WRITTEN PROBLEM: Pick out and copy every line in the items below that contains the string "tree". Case counts.

MATERIAL TO PROCESS:
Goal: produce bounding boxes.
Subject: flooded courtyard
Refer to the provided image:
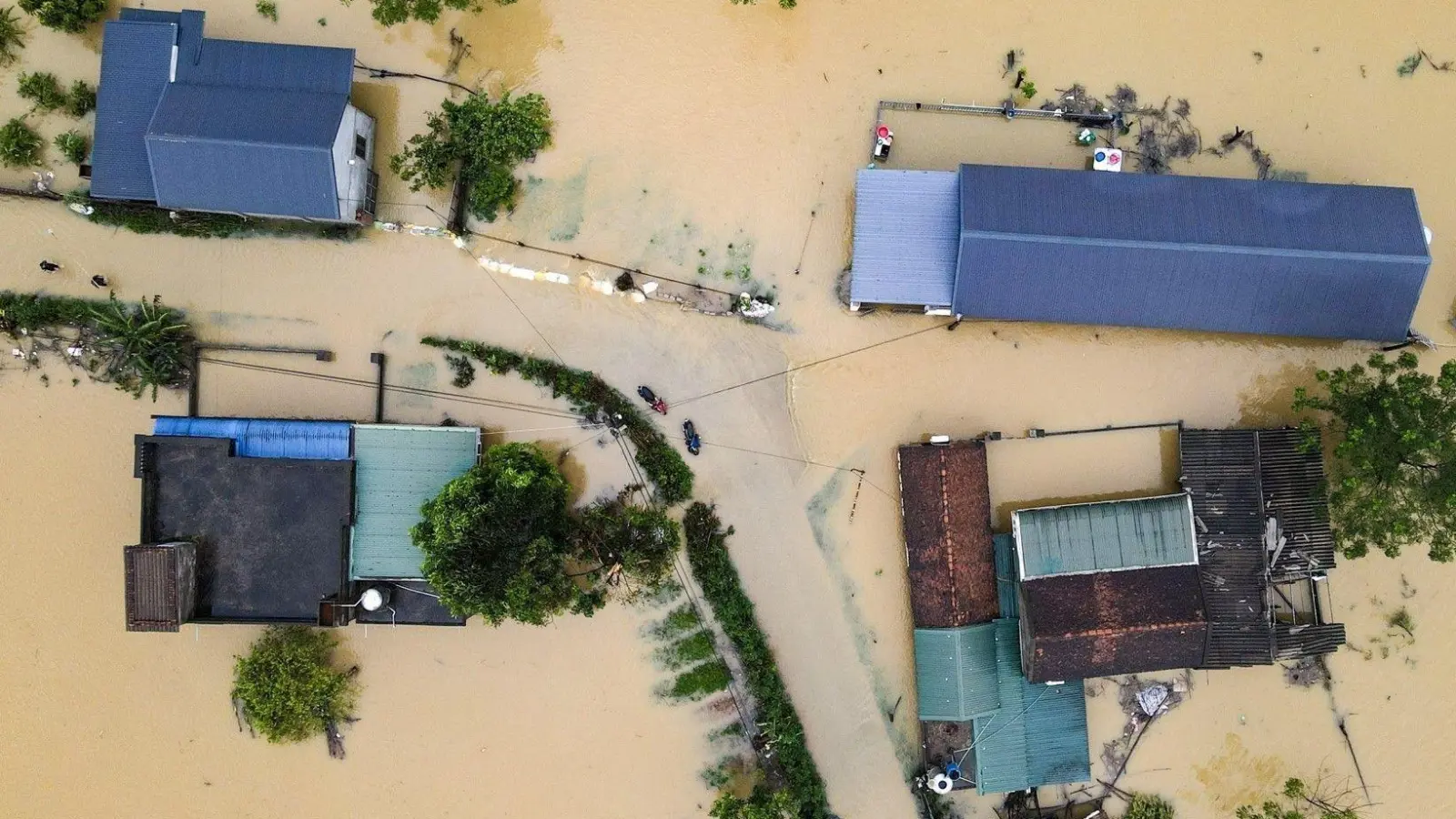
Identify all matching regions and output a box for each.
[0,0,1456,819]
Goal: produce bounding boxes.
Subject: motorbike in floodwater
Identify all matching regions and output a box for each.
[638,386,667,415]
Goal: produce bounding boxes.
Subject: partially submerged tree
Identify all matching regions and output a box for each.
[1294,353,1456,562]
[389,93,551,221]
[0,116,46,167]
[233,625,357,742]
[19,0,106,34]
[410,443,581,625]
[369,0,515,26]
[0,5,25,67]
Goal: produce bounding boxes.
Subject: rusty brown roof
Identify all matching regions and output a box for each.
[1021,565,1208,682]
[900,441,1000,628]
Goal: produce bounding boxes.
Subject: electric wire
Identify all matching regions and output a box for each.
[675,320,956,407]
[198,357,580,419]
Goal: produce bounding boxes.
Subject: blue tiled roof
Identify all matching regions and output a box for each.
[971,620,1092,794]
[90,20,177,199]
[92,9,354,218]
[954,165,1430,341]
[849,170,961,308]
[151,415,354,460]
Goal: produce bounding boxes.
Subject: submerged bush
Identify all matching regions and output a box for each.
[0,116,46,167]
[233,625,357,742]
[420,337,693,504]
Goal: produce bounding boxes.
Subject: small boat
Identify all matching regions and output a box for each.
[638,386,667,415]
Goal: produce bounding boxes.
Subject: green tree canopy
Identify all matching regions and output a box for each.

ANSWER:
Subject: partially submerged tree
Subject: green tree canopy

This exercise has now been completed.